*Set exercise:* Quote the roofing thread between "The tar & gravel" and "better roofing system?", inclusive.

*Text passage:*
# Tar & Gravel vs. Modified Bitumen ($13k or $7k) ??



## Roscoe (Oct 7, 2006)

I got two bids on new flat roof in S.F. Calif and I am puzzled. 
1st is 4-ply class A, one layer Malarkey UDL modified base sheet and 3 layers#11 Type IV fiberglass ply sheets hot mopped together. All walls are 2 ply with the Malarkey base sheet and a single layer Certainteed Poly SMS sheet also hot mopped together. The roof will be surfaced complete with a coating of hot asphalt and new gravel. (this is the type roof I have now 20years old & leaking). 
2nd is New Mop on Modified Bitumen Roof System, 1 ply Glas Base sheet 28lbs (nailed or spot Mop)per 100s/f area, asphalt solid mopping 25lbs 100s/f and 1 ply Flintlastic roll roofing 100lbs (Granule one side of Membrane).
Both systems will have new metal galvanized flashing, drain outlet, roof jacks and chimney set installed.
The tar & gravel will give 5year guarantee, cost is $13,375. Reputable firm.
The Modified Bitumen give 7 year guarantee, cost is $6,960. BBB Honor Roll. 
My question is which is a better roofing system? 
Any help would be greatly appreciated.:thumbup:


----------



## AaronB (Jan 29, 2005)

That is a 3 ply. The base sheet does not count as a roofing ply.

Flintastic is not roll roofing. It modified bitumen.

IMO, the Built up with gravel is a much better roof if properly installed. Asphalt BUR's can klast 40 years with proper maintenance, once again, if properly installed. Usually, the flashings will fail first (around 20 years) and must be repaired. But, if the field was done right, and excessive leakage has not deteriorated the substrate, can be repaired back into service. 

I would suggest that biannual maintenance be performed to clean debris from the roof, check for possible problems, and remedy small issues before they become big issues. Lack of these checkups is one of the biggest contributors to the need to replace a low slope roof. The reason for the price difference is in the quality and the $$$ needed to 0btain it. You could do a BUR once in 40 years, or that mod bit spec 2-3 times at a lower rate today. 

With inflation, the cheaper roof is usually more expensive overall.


----------



## RooferJim (Mar 11, 2006)

the BUR is much better. have you considerd going single ply such as EPDM ? that has taken over the northeast, and the weather can be pretty bad here. 

RooferJim


----------



## Roscoe (Oct 7, 2006)

Thank you for the good advice. I'll get a few more bids and make a decision.


----------



## Roscoe (Oct 7, 2006)

I don't know what EPDM is but I will look in to it. Thanks


----------



## mdshunk (Dec 4, 2005)

Roscoe said:


> I don't know what EPDM is but I will look in to it. Thanks


It's a "rubber roof".


----------



## Talos4 (Aug 10, 2006)

What Aaron said.

Go BUR/G 

Maintenance, Maintenance, Maintenance. 

Without it a 20 year roof will last maybe 10 before problems develop. 

Then you'll be calling your contractor complaining that he sold you a 20 year roof that's leaking at 10. 

A good commercial contractor will tell you that maintenance is key to best performance. 

Whenever I sell a re-roof, a maintenance package is offered at the end of the job. 

"why should I pay for maintenance when I just paid you $$$$ for the new roof?" 

See Above.


----------

Image point annotation entries
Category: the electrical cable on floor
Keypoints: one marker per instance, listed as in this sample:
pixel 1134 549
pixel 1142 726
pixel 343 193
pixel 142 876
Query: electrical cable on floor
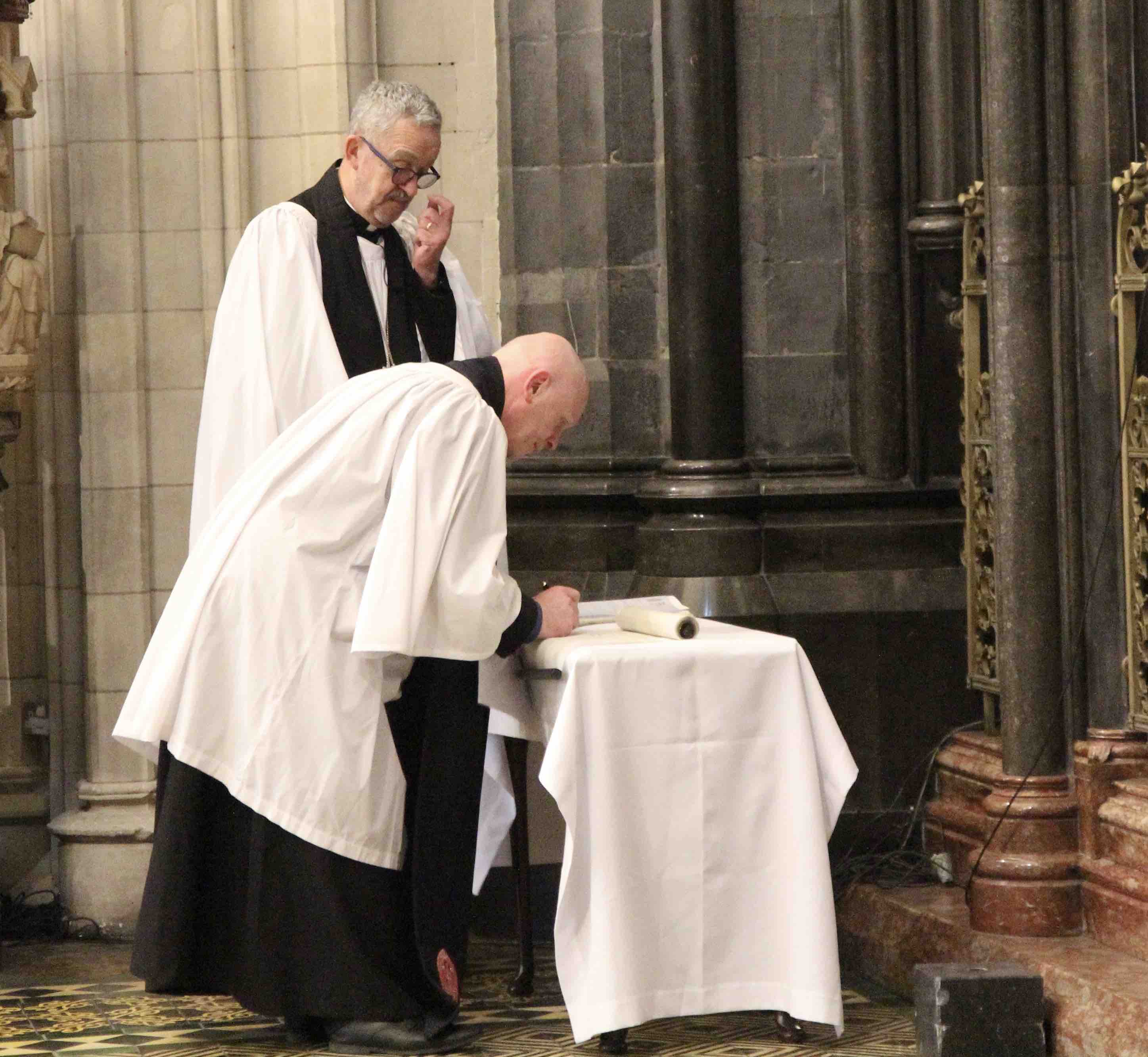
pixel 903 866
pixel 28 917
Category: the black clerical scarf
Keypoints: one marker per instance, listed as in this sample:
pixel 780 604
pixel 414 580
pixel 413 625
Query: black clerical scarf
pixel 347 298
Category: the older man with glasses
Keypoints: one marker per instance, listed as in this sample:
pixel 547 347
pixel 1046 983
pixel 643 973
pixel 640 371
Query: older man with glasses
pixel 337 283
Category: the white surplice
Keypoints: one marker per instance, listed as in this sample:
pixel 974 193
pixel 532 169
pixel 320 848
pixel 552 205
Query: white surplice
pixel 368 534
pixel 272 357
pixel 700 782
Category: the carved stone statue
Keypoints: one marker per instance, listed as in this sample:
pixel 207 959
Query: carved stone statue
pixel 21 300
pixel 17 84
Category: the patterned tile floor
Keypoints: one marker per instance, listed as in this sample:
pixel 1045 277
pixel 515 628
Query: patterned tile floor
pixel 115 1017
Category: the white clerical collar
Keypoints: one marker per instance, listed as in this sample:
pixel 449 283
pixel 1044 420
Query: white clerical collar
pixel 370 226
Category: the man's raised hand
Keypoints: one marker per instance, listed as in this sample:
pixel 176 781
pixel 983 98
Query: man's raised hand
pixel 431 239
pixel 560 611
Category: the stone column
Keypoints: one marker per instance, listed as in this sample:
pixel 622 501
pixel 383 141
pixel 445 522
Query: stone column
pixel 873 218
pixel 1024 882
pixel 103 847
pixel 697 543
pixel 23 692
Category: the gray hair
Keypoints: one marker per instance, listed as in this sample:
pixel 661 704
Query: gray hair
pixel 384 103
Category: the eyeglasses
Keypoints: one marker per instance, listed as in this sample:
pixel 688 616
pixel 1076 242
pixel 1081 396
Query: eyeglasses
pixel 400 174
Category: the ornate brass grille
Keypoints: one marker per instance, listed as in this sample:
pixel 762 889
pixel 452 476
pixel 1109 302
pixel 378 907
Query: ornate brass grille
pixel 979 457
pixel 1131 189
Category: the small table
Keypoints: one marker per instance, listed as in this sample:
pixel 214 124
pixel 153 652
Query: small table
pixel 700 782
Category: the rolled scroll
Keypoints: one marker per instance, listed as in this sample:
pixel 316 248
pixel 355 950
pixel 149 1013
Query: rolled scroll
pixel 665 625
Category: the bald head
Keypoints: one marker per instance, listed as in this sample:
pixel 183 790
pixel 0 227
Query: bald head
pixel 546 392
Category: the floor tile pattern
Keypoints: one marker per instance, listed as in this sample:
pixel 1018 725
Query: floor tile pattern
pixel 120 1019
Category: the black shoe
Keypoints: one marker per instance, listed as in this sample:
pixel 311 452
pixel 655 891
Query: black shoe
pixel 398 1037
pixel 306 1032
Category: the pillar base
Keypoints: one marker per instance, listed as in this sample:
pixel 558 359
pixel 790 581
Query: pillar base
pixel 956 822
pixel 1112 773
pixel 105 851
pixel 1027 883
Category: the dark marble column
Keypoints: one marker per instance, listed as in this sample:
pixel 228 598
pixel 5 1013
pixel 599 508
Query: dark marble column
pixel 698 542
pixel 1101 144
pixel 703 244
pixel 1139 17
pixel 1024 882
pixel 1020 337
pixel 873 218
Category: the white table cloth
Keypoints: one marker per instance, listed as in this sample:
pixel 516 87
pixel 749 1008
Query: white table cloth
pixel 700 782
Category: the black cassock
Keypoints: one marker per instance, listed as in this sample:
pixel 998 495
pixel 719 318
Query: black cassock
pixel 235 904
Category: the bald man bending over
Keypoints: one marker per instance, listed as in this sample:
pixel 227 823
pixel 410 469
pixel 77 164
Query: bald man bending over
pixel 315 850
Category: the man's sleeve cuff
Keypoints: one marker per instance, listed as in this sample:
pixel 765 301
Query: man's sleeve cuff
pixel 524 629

*Solution:*
The tar & gravel will give 5year guarantee, cost is $13,375. Reputable firm.
The Modified Bitumen give 7 year guarantee, cost is $6,960. BBB Honor Roll. 
My question is which is a better roofing system?